■ **The request**
Copy every one of the rows below verbatim, omitting the pictures from your answer.

:: Supplied data

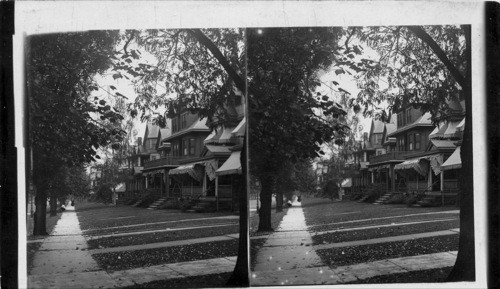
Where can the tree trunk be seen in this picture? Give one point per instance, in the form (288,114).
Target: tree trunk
(53,204)
(240,275)
(464,269)
(39,228)
(279,201)
(266,201)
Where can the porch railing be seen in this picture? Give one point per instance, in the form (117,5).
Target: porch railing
(165,161)
(394,155)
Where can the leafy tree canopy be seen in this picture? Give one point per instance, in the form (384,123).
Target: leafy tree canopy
(194,70)
(60,70)
(285,123)
(419,66)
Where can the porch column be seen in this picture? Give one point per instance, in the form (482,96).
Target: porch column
(441,175)
(393,178)
(217,193)
(387,180)
(204,185)
(429,179)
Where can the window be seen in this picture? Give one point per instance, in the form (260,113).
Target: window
(417,141)
(408,115)
(175,149)
(237,99)
(174,125)
(183,120)
(192,146)
(185,147)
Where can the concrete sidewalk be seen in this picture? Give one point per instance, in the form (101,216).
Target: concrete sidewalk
(325,275)
(288,256)
(64,253)
(289,247)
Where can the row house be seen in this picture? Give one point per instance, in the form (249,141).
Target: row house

::::

■ **Expected output**
Where can the tree trunk be seen in this picture? Give one point per instance, in the form (288,114).
Target: tree trunk
(53,204)
(240,275)
(464,269)
(39,228)
(279,201)
(266,201)
Where can the porch railing be seen in this picture? Give one point per instance, in the form (117,5).
Target: porch railing
(165,161)
(394,155)
Where can the leafy tree canopy be seen in this picture? Give one point per instance, in the form (384,123).
Target: leafy tree canopy
(194,70)
(60,70)
(285,123)
(419,66)
Where can the porch column be seen in this picture? Give one point per instance, in the form (482,96).
Target: porch column
(441,175)
(393,178)
(217,193)
(387,180)
(204,185)
(429,179)
Where can the window be seen in this picture? Give one point per instance, in the form (260,113).
Target: window
(417,141)
(408,115)
(175,149)
(237,99)
(174,125)
(183,120)
(192,146)
(185,147)
Where can the concrete sidewalk be seen in this picture? Give one point per instance, in the form (101,216).
Target: concrete sidewalk
(325,275)
(288,256)
(64,253)
(289,247)
Where can the row house be seen in this picture? Give one point per instance, in the form (249,141).
Target: row house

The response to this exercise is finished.